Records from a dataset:
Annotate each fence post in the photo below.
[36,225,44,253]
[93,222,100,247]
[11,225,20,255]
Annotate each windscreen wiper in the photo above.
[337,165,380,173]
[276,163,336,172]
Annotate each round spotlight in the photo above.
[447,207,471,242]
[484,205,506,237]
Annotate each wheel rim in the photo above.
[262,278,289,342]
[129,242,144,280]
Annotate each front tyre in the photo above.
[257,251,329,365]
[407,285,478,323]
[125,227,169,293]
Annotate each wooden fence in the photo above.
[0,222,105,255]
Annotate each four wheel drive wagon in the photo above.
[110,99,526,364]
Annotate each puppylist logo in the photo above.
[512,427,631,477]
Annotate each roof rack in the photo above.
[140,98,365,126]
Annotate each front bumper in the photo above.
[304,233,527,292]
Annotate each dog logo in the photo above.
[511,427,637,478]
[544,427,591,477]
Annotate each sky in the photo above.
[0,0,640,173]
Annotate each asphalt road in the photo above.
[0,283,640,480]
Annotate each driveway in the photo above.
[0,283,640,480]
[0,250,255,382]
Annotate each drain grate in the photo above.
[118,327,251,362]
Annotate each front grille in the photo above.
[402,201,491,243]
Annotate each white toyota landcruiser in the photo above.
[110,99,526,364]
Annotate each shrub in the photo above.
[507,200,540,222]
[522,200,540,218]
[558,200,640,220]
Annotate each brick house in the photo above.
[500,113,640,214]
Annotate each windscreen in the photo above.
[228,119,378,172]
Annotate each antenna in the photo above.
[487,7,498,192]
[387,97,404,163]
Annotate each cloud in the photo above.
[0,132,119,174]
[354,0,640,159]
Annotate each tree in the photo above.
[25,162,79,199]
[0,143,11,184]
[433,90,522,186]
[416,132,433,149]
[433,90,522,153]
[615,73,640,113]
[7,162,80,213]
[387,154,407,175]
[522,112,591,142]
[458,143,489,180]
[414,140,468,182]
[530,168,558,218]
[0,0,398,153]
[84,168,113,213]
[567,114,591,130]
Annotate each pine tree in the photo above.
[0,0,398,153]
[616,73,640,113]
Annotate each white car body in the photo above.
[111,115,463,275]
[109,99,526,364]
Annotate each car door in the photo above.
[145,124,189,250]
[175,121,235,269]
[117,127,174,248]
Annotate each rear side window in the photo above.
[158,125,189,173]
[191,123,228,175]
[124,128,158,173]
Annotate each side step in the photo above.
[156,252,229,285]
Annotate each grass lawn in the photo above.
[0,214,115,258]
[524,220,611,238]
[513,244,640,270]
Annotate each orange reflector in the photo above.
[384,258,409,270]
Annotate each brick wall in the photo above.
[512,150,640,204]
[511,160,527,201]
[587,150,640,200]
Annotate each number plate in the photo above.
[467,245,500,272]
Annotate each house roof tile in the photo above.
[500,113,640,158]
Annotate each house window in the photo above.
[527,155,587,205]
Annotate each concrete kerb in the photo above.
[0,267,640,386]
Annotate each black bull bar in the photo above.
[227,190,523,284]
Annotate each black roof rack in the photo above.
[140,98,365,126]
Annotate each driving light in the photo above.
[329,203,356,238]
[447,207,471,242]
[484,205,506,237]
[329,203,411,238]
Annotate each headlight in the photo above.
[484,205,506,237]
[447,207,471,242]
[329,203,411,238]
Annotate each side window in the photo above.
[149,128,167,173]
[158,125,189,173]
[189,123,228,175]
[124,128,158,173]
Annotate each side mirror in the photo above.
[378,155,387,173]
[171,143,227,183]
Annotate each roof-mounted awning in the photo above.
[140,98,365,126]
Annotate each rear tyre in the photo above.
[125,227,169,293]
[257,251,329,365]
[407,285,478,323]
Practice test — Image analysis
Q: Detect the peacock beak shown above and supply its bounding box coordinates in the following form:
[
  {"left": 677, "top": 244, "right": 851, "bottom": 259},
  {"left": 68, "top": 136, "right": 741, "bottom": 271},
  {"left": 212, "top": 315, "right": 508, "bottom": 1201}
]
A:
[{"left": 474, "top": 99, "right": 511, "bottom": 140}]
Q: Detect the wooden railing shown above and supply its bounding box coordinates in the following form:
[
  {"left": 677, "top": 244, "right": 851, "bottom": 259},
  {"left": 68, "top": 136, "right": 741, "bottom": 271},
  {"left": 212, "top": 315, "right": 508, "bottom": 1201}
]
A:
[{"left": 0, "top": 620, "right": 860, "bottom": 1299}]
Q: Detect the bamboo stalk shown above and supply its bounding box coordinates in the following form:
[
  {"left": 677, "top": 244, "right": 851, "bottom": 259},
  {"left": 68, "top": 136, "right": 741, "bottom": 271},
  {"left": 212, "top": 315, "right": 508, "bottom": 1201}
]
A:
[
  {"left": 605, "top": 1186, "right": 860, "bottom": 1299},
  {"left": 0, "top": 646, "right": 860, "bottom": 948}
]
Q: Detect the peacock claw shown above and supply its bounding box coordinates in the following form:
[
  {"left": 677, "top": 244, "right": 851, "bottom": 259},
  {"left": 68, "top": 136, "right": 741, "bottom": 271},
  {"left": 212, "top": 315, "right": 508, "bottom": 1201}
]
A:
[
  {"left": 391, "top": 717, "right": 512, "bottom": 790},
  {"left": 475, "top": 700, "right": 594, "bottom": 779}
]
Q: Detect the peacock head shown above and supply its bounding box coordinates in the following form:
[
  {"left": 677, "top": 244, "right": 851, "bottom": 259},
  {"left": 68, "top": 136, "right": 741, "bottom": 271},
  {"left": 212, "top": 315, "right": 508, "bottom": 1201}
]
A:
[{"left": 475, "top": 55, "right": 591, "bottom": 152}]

*Given problem*.
Rewrite all of the data above, swapping every instance of "windscreen" for "windshield" and leaving everything else as it is.

*Answer to the exercise*.
Annotate each fence post in the photo below.
[36,225,44,253]
[93,222,100,247]
[11,225,20,255]
Annotate each windshield wiper in the photo above.
[337,165,380,173]
[276,163,336,172]
Annotate each round spotlight in the photo above.
[447,207,471,242]
[484,205,506,237]
Annotate each wheel rim in the photo above.
[262,278,289,342]
[129,242,144,280]
Annotate each front tyre in the photo above.
[257,251,329,365]
[407,285,478,323]
[125,227,169,293]
Annotate each wooden fence in the photo above.
[0,222,105,255]
Annotate each four wheel drive wagon in the photo above.
[110,99,526,364]
Annotate each puppylist logo in the photo above.
[512,427,631,477]
Annotate each roof rack in the photo above.
[140,98,365,126]
Annotate each front bumper in the photo above.
[304,233,527,292]
Annotate each dog logo in the photo above.
[511,427,637,478]
[544,427,591,477]
Annotate each sky in the photo above.
[0,0,640,173]
Annotate each asphalt road in the photo above.
[0,283,640,480]
Annotate each driveway in the photo above.
[0,283,640,480]
[0,250,255,382]
Annotate each drain grate in the photo above.
[118,327,251,362]
Annotate each front grille in the photo above.
[402,201,491,243]
Annotate each white toyota landcruiser in the photo above.
[110,99,526,364]
Annotate each shrub in the photo above.
[507,200,540,222]
[522,200,540,218]
[558,200,640,220]
Annotate each brick house in the photo above.
[500,113,640,214]
Annotate each windshield in the photo above.
[228,119,378,172]
Annotate each antenna in the photo above.
[487,7,498,192]
[387,97,404,163]
Annotate each cloud in the photo above.
[0,132,119,174]
[354,0,640,159]
Annotate each tree in the photo above.
[25,162,79,199]
[0,143,11,184]
[433,90,522,186]
[416,132,433,149]
[433,90,522,153]
[615,73,640,113]
[7,162,80,213]
[387,154,407,175]
[522,112,591,142]
[458,143,489,180]
[414,140,468,182]
[530,168,558,218]
[0,0,398,153]
[84,168,113,213]
[567,114,591,130]
Annotate each pine tree in the photo above.
[0,0,398,153]
[616,73,640,113]
Annotate each white car body in the photo above.
[111,115,463,275]
[109,99,526,364]
Annotate each car door in the photo above.
[145,124,189,250]
[175,121,235,269]
[117,127,174,248]
Annotate each rear side window in the photo above.
[158,125,189,173]
[191,123,228,175]
[124,128,158,173]
Annotate each side step in the photo above.
[156,252,229,285]
Annotate each grass lawn in the photo above.
[0,214,115,258]
[524,220,611,238]
[513,244,640,270]
Annotate each orange reflector in the photo above.
[384,258,409,270]
Annotate each brick wall in the photo above.
[512,150,640,204]
[511,160,527,201]
[587,150,640,200]
Annotate each number plate in the photo above.
[467,245,500,272]
Annotate each house roof tile in the photo above.
[500,113,640,158]
Annotate each house window in the photo above.
[527,155,587,205]
Annotate each concrete kerb in the photo above.
[0,267,640,386]
Annotate each black bull bar in the photo above.
[227,190,523,284]
Annotate each black roof rack in the photo above.
[140,98,365,126]
Annotate each driving light in the photo above.
[329,203,356,238]
[447,207,471,242]
[484,205,506,237]
[329,203,411,238]
Annotate each headlight in the photo above.
[484,205,506,237]
[447,207,471,242]
[329,203,411,238]
Annotate each side window in the photo above.
[149,128,167,173]
[158,125,189,173]
[189,123,228,175]
[124,128,158,173]
Annotate each side mirror in the photo above.
[378,155,387,173]
[171,143,227,183]
Annotate each roof-mounted awning in the photo above.
[140,98,365,126]
Annotate each rear tyre in the photo above.
[125,227,169,293]
[257,251,329,365]
[407,285,478,323]
Practice test — Image analysis
Q: Detect the peacock beak shown above and supply its bounding box coordinates in the following form:
[
  {"left": 677, "top": 244, "right": 851, "bottom": 259},
  {"left": 68, "top": 136, "right": 741, "bottom": 271},
  {"left": 212, "top": 315, "right": 508, "bottom": 1201}
]
A:
[{"left": 474, "top": 99, "right": 511, "bottom": 140}]
Q: Detect the wooden railing shown above and supply its bounding box coordinates in the following form:
[
  {"left": 677, "top": 244, "right": 851, "bottom": 259},
  {"left": 68, "top": 136, "right": 741, "bottom": 271},
  {"left": 212, "top": 315, "right": 508, "bottom": 1201}
]
A:
[{"left": 0, "top": 620, "right": 860, "bottom": 1299}]
Q: Detect the bamboo stalk shown above and supply its bounding box coordinates in the following form:
[
  {"left": 677, "top": 244, "right": 851, "bottom": 259},
  {"left": 68, "top": 136, "right": 741, "bottom": 271},
  {"left": 212, "top": 315, "right": 508, "bottom": 1201}
]
A:
[
  {"left": 605, "top": 1186, "right": 860, "bottom": 1299},
  {"left": 0, "top": 646, "right": 860, "bottom": 948}
]
Q: Detect the peacock claw shown above and supply its bounding box coordinates in the following form:
[
  {"left": 677, "top": 244, "right": 851, "bottom": 259},
  {"left": 68, "top": 136, "right": 741, "bottom": 271},
  {"left": 212, "top": 315, "right": 508, "bottom": 1201}
]
A:
[
  {"left": 391, "top": 717, "right": 512, "bottom": 790},
  {"left": 475, "top": 700, "right": 594, "bottom": 779}
]
Q: Detect the peacock head shown above and supply its bounding box coordinates in the following form:
[
  {"left": 677, "top": 244, "right": 851, "bottom": 259},
  {"left": 68, "top": 136, "right": 741, "bottom": 271},
  {"left": 212, "top": 315, "right": 508, "bottom": 1201}
]
A:
[{"left": 475, "top": 55, "right": 591, "bottom": 152}]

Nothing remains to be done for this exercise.